Given text:
↓↓↓

But what is her artistic legacy? Lerman recently turned 77, and while she’s hardly slowing down, it’s a question she’s been thinking about a lot. Not just for herself — but in general, for any artist. What are you supposed to leave behind? It’s a complex intellectual notion. And so, as she’s always done, she’s been exploring it through movement.
For an ongoing project called “My Body Is A Library,” she’s been working towards what she calls an “Atlas of Creative Tools," a way of leaving a record for future artists about how to find a creative practice that leads to meaningful work. The project is ongoing.
Lerman joined The Show to discuss how there are two words, or values, that she knows are core parts of her vision: conviction and investment.
Full conversation
LIZ LERMAN: What I think underlies those words, you might be able to do something that helps someone else or makes a change that perhaps can be for the better. Even though my field did not see that. It's not like dance said, oh yeah, we need you to do political work or oh we you know we want you to work with the old people or everything.
No, no, no, no, that was not in the dance field at all. And to be honest, even at ASU, which is an amazingly innovative, incredible institution, I still have to sort of fight my way into saying, and this stuff counts. It counts.
SAM DINGMAN: Well this makes me think I heard you say in an interview once that your father did civil rights work and your mom was an artist, a painter, if I'm not mistaken.
LERMAN: She was an unfulfilled artist of many things. I would say a gardener, piano player and wanderer.
DINGMAN: Right, right. But you, you said in this conversation that I heard, you have that, what you just articulated, this idea that what you do ought to impact other people and outlast you. That, that was something you got from him, and that what you got from her was what I'm now realizing in this moment is what we might call conviction.
This idea that if you want to make it as an artist, it has to be vitally important to you for it to be at all to anybody else. And that we could kind of see your career as the marriage of those two impulses.
LERMAN: Thank you for saying that and for bringing them into the space, I mean our room, because I, I do feel that way.

↑↑↑

Objectives:
a: Answer these questions using the text about Liz Lerman:
(i) What age did Lerman recently turn?
(ii) What is the name of the ongoing project through which she is working toward an "Atlas of Creative Tools"?
(iii) Besides a gardener, what does Lerman say her mother was?
b: Return the passage of the text about Liz Lerman from "SAM DINGMAN: Well" to "I'm not mistaken.", copied word for word.

Given entries:
↓↓↓

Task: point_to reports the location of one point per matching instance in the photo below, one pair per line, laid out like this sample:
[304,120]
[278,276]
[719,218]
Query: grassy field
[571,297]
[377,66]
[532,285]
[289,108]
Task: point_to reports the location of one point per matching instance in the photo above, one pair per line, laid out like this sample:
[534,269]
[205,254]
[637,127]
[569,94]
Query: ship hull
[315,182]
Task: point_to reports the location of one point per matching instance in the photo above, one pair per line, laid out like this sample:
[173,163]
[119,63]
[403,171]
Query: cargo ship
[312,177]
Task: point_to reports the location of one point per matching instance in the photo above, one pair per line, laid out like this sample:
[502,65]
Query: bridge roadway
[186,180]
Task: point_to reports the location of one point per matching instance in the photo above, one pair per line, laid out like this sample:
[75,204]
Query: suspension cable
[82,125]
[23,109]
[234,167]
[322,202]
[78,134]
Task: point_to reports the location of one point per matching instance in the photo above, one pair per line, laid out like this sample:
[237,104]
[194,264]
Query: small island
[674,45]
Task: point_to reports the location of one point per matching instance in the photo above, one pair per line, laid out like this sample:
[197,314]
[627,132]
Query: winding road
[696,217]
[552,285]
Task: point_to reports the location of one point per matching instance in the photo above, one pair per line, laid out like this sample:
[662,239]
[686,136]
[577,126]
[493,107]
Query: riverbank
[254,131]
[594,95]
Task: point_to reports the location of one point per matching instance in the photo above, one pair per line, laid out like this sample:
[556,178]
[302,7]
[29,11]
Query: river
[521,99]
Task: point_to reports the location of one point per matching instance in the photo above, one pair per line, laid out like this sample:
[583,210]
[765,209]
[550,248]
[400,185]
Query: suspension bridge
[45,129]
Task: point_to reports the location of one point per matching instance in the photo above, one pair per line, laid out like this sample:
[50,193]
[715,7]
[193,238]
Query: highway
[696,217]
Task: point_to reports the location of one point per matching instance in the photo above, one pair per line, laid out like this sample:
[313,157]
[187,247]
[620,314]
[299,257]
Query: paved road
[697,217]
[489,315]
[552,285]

↑↑↑

Solution list:
a:
(i) 77
(ii) "My Body Is A Library"
(iii) A piano player and a wanderer

b:
SAM DINGMAN: Well this makes me think I heard you say in an interview once that your father did civil rights work and your mom was an artist, a painter, if I'm not mistaken.